STORED ROWS:

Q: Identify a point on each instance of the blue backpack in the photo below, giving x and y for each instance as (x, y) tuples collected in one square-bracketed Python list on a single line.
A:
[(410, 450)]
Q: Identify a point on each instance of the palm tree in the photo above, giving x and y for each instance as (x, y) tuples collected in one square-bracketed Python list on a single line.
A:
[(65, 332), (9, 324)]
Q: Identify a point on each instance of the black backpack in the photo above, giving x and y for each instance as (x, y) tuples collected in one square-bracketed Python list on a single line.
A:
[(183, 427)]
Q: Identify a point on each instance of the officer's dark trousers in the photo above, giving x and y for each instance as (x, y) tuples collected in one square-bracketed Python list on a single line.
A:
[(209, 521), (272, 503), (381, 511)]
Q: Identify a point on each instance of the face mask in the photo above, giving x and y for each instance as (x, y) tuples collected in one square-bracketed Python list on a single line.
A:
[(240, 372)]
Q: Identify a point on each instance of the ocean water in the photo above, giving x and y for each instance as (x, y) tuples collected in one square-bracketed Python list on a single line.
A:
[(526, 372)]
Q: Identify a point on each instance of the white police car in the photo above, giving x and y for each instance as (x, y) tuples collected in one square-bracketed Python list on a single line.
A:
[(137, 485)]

---

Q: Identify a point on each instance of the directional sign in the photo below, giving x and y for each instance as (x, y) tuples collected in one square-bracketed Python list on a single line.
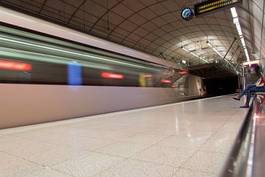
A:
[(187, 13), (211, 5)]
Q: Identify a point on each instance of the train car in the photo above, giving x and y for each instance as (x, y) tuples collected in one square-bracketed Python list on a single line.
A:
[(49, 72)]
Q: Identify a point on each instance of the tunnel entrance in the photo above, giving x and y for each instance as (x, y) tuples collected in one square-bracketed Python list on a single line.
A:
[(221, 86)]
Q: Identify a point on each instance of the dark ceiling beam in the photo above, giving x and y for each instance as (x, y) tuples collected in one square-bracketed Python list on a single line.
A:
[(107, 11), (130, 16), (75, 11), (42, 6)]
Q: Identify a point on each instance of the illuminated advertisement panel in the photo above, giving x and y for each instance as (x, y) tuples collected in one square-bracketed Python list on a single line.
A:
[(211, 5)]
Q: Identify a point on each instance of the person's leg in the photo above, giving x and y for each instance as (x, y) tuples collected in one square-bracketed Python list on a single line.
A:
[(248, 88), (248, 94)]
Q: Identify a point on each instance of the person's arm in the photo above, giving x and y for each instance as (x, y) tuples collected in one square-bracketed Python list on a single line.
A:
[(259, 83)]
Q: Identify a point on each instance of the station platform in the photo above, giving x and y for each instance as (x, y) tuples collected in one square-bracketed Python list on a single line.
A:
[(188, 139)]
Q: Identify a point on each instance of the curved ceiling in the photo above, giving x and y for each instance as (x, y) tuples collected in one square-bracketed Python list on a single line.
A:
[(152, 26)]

TASK INSTRUCTIONS:
Please format the lines of the records from the one containing "Q: Identify a point on each instance of the blue" through the one containing "[(240, 372)]", both included, as a Markdown table with the columns n and Line. Number the rows in order and leave out blank lines.

SOLVED EXERCISE:
| n | Line |
|---|---|
| 1 | Q: Identify a point on each instance of the blue backpack in the photo below, giving x and y for each instance as (x, y) tuples collected in one square-bracketed Python list on a single line. |
| 2 | A: |
| 3 | [(410, 450)] |
| 4 | Q: Identify a point on each instance of the palm tree in the photo above, giving x and y for each instance as (x, y) tuples collected in one square-bracketed Python list on a single line. |
| 5 | A: |
| 6 | [(65, 332), (9, 324)] |
| 7 | Q: Identify a point on each instance of the black backpack in the photo above, giving x and y for each instance as (x, y) tuples collected in one square-bracketed Python list on a single line. |
| 8 | A: |
| 9 | [(183, 427)] |
| 10 | Q: Identify a point on each instance of the officer's dark trousers in the photo above, giving x and y for each instance as (x, y) tuples collected in one square-bracketed Python list on a single line. |
| 11 | A: |
| 12 | [(209, 521), (272, 503), (381, 511)] |
| 13 | Q: Identify a point on each instance of the face mask in the photo above, giving x and y for each instance as (x, y) tuples collected in one square-bracketed Python list on a single line. |
| 14 | A: |
| 15 | [(240, 372)] |